**Supplied data**.
↓
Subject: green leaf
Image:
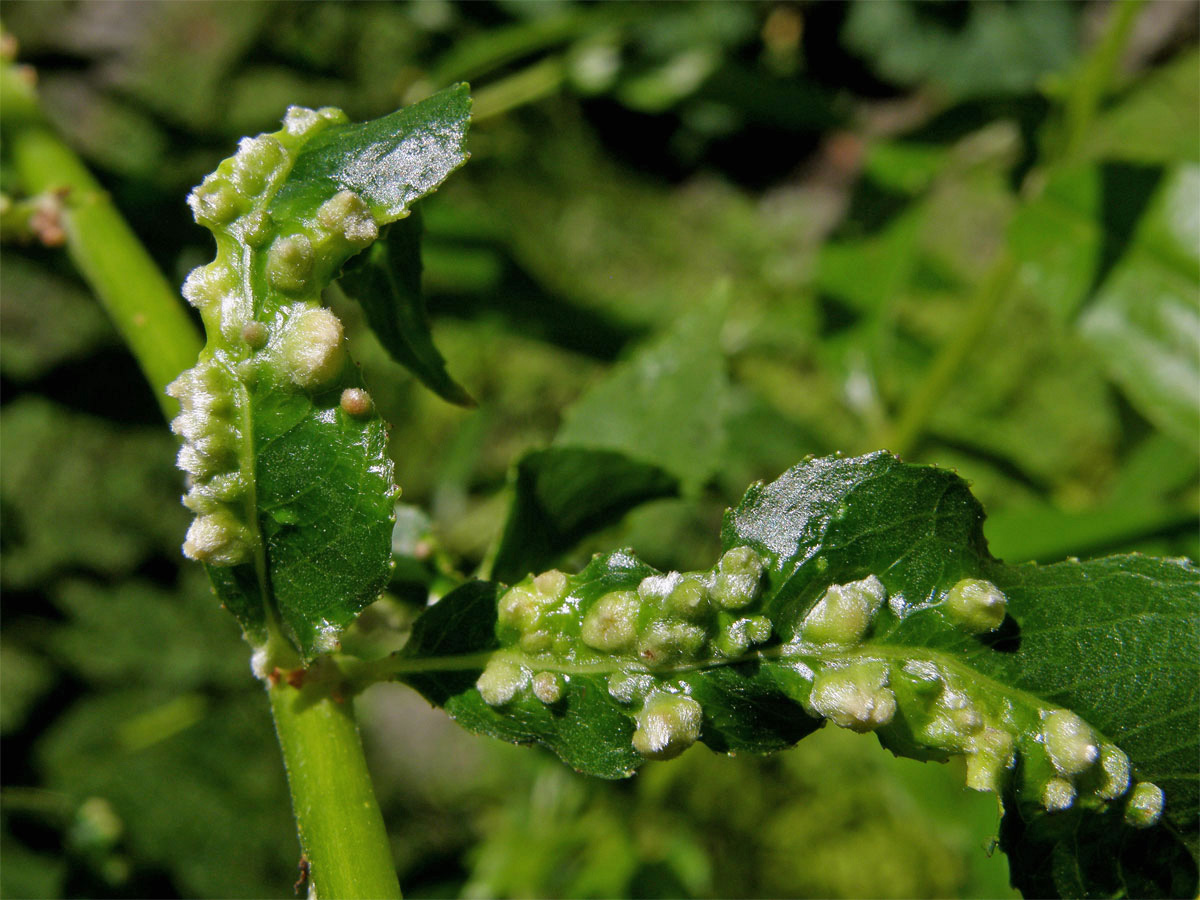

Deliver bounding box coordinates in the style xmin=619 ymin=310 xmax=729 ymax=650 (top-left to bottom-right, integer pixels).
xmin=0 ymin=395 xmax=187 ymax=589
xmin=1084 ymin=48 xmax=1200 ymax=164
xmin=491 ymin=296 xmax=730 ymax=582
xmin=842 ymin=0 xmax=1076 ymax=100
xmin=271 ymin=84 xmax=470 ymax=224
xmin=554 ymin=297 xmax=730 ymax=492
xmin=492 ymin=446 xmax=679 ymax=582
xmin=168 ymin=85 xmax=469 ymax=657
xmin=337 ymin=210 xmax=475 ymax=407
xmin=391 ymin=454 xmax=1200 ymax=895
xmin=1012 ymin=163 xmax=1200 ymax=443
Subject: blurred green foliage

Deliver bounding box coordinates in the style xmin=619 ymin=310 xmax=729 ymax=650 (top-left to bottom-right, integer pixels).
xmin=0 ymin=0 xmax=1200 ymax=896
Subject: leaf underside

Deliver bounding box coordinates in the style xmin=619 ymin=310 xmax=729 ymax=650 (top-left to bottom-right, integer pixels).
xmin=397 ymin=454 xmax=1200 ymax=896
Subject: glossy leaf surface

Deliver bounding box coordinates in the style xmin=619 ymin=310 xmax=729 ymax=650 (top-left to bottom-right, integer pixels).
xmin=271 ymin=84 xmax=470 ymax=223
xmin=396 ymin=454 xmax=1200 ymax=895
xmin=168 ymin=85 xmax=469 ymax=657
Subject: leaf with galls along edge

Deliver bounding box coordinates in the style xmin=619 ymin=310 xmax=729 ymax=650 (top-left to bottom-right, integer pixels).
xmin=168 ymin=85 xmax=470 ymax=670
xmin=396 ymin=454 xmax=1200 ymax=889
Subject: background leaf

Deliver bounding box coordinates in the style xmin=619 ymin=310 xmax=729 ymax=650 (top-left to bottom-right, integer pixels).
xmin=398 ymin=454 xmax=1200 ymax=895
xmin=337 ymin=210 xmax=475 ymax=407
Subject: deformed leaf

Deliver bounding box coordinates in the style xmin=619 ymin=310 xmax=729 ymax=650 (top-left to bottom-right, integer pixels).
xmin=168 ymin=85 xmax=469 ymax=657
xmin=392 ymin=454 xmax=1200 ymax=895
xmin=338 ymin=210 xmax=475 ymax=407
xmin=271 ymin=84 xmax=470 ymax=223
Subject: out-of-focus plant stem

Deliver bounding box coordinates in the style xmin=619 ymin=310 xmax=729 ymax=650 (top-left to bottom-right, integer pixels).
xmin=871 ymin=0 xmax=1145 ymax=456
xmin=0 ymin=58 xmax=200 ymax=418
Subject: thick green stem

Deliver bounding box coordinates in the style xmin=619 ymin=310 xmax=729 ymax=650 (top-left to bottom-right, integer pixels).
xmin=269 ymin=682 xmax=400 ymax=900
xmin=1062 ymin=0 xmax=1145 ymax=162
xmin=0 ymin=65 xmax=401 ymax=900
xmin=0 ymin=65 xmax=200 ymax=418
↑
**Problem details**. Reproduce the records above from the line with "Subject: thick green stem" through the end of the records, requests included, and shift every bounding box coordinate in the answers upward by 92. Give only those lines.

**Output**.
Subject: thick green stem

Deliver bounding box coordinates in the style xmin=619 ymin=310 xmax=729 ymax=650 (top-left to bottom-right, integer pixels).
xmin=361 ymin=774 xmax=492 ymax=992
xmin=1154 ymin=92 xmax=1237 ymax=254
xmin=92 ymin=157 xmax=493 ymax=992
xmin=92 ymin=157 xmax=292 ymax=510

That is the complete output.